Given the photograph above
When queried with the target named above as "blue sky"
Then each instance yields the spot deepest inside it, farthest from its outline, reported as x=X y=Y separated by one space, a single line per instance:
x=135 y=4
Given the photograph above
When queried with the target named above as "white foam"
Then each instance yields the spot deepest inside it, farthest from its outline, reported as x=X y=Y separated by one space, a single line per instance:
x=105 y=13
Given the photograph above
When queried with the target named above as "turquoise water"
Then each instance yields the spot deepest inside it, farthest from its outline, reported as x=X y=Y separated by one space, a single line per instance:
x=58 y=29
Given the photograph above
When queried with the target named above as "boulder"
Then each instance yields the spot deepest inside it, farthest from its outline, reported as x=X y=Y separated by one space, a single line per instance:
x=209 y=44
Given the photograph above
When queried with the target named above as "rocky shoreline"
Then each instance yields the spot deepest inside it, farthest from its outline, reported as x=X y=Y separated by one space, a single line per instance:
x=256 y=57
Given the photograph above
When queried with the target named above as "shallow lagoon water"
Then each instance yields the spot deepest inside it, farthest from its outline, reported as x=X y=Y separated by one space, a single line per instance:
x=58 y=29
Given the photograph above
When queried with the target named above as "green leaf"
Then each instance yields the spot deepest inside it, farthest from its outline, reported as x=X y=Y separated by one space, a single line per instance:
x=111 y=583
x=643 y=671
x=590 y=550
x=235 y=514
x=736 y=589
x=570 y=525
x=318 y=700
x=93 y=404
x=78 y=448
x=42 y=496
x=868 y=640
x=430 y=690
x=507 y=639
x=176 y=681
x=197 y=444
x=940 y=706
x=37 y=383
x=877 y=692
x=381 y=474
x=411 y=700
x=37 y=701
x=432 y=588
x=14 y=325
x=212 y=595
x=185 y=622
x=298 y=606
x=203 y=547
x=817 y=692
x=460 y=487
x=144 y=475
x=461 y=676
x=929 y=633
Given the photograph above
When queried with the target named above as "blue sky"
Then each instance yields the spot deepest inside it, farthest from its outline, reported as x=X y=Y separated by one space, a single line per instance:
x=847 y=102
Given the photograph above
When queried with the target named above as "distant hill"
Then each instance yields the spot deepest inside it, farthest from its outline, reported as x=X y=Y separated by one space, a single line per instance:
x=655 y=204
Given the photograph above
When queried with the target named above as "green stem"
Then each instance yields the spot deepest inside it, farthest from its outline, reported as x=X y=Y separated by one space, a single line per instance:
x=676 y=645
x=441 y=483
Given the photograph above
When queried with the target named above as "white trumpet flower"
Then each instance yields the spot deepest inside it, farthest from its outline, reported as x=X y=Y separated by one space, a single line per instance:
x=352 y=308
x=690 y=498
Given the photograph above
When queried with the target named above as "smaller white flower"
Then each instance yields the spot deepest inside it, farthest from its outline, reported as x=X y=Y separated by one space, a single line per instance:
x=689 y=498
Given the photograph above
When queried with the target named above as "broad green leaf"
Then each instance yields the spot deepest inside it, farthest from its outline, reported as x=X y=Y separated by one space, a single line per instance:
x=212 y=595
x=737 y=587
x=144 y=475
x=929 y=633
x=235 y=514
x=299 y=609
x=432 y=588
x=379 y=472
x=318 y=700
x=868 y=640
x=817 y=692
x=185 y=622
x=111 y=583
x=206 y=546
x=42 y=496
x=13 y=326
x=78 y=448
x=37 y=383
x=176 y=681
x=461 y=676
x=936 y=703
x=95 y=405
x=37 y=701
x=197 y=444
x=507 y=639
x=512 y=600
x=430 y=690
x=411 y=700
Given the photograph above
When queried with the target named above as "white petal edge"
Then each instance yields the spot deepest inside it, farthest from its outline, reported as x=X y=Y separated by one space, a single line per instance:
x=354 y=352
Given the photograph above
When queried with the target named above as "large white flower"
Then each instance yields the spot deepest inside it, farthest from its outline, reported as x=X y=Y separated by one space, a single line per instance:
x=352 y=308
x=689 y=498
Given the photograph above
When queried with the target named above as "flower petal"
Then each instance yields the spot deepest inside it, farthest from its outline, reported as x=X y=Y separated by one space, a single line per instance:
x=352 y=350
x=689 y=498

━━━━━━━━━━━━━━━━

PROBLEM STATEMENT >> Identify each line in the records above that contains the word "flower", and copy it out in full.

TASK RESPONSE >>
When queried with the target named above as "white trumpet flower"
When queried with the target named above as "smaller white flower"
When queried with the target named above as "large white flower"
When queried with the target named above as "flower petal"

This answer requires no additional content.